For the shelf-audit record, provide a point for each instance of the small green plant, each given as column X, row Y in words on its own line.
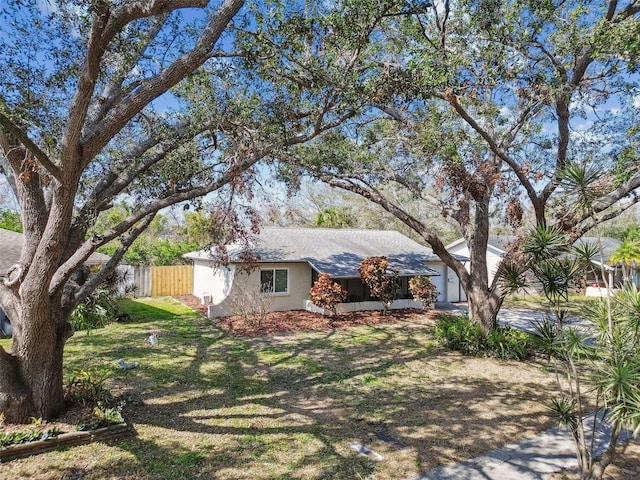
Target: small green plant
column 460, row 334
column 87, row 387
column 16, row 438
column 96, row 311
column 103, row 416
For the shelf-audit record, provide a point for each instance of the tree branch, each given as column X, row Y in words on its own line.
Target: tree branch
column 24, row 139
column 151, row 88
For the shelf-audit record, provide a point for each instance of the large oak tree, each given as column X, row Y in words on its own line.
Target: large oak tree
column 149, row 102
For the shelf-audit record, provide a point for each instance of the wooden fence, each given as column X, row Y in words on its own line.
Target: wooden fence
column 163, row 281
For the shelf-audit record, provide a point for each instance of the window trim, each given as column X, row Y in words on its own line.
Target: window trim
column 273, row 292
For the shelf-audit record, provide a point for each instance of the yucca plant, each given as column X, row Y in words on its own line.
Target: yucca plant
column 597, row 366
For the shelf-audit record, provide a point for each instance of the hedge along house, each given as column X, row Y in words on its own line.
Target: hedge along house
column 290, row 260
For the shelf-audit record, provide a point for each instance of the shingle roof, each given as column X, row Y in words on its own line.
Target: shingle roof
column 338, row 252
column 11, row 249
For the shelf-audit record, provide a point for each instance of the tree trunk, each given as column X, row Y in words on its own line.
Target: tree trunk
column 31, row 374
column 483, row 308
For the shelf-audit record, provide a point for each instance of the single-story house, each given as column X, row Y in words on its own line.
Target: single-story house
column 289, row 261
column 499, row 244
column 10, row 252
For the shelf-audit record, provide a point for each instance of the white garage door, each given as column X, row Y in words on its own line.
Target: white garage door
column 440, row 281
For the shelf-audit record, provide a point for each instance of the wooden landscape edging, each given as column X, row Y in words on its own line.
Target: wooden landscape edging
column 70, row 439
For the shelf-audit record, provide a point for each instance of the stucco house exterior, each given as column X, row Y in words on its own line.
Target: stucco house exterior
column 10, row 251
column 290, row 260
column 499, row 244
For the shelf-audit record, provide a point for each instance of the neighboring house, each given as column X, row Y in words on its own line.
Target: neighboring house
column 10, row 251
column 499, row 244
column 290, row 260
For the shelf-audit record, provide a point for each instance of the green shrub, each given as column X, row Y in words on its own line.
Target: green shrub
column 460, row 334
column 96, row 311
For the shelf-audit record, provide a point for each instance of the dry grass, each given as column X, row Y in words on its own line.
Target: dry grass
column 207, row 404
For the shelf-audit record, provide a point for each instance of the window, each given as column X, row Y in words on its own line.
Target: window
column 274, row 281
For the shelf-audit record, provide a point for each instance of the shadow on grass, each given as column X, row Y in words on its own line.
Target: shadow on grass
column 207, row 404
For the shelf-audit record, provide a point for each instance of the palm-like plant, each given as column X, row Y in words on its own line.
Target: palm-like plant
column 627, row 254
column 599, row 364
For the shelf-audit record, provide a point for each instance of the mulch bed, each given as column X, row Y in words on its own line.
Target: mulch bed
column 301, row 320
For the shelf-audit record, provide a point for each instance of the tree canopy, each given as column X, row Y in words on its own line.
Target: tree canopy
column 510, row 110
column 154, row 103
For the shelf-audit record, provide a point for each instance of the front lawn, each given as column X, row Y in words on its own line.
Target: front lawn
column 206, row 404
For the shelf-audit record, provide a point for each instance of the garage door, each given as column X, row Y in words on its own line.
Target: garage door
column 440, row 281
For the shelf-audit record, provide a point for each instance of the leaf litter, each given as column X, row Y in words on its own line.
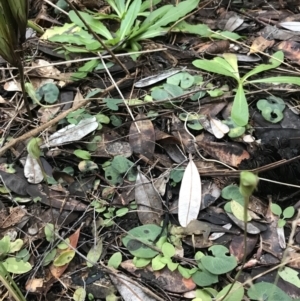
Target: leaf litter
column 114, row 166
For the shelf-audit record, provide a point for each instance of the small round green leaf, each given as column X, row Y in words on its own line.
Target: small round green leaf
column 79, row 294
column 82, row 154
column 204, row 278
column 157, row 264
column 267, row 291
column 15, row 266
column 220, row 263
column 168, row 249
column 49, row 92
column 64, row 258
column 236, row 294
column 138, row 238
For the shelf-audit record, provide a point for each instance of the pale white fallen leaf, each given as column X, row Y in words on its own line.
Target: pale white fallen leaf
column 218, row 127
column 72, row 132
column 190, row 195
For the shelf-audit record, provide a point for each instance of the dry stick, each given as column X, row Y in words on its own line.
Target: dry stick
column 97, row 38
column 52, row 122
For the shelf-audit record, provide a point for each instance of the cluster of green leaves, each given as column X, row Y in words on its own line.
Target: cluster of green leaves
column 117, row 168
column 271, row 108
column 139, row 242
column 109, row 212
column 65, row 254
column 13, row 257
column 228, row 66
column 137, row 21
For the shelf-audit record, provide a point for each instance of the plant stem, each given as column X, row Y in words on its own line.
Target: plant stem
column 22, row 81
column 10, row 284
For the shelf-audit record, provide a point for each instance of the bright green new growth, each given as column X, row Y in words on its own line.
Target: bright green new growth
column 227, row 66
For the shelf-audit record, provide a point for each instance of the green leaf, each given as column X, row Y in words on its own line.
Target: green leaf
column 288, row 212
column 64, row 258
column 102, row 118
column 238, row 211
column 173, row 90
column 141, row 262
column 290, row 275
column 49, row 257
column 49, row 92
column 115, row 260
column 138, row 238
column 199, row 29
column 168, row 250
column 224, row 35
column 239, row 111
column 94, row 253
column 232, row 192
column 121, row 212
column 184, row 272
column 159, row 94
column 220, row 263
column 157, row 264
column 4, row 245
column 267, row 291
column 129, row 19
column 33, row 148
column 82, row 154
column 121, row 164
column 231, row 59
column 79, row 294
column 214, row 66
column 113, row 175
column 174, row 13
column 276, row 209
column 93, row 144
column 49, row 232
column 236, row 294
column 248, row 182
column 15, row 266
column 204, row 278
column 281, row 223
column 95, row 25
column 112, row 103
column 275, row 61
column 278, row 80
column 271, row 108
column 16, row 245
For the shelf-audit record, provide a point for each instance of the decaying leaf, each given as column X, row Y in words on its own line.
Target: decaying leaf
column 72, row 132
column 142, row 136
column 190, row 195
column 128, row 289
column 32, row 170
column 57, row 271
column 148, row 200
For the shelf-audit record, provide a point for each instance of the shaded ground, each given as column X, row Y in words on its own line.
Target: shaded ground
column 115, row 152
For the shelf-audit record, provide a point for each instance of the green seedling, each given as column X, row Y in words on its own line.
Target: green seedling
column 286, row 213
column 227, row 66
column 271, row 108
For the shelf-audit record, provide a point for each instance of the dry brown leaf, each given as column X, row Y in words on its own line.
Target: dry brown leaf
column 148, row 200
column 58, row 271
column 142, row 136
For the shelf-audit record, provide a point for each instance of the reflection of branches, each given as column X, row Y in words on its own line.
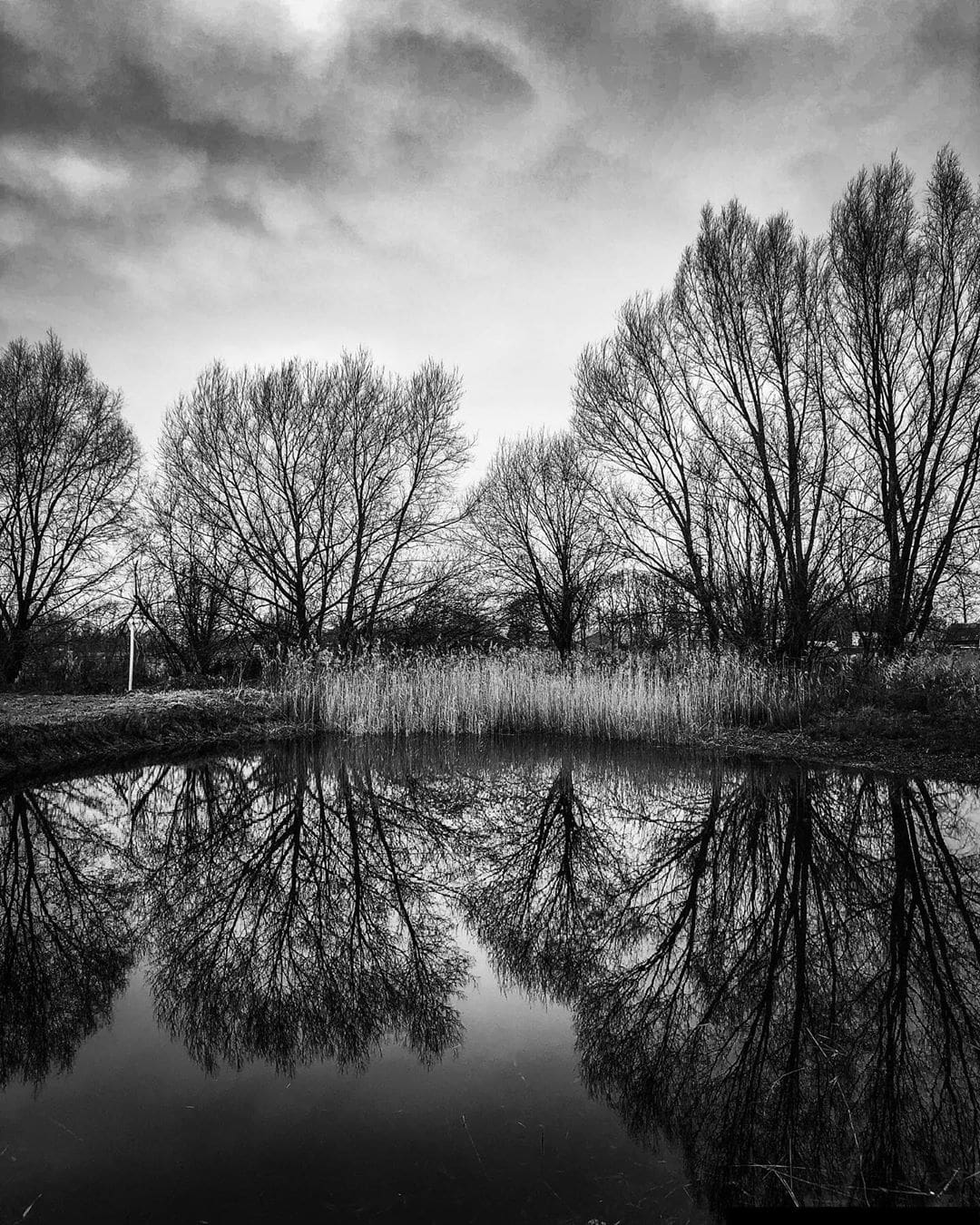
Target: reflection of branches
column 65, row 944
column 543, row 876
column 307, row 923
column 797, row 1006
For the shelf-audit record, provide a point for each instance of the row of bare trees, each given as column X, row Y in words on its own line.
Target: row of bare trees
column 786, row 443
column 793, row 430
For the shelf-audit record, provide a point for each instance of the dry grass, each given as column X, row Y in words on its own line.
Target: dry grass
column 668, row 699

**EXERCISE GOAL:** With the line containing "Target: row of bare trees" as the first and the final line of the entries above as the last, write out that span exactly and nothing more.

**EXPECTED ANSWER:**
Target: row of bare trees
column 786, row 443
column 793, row 430
For the shelf-audit record, provide a point for each instance of the dry grass, each given as column X, row Y in words on its own line.
Target: dry grass
column 668, row 699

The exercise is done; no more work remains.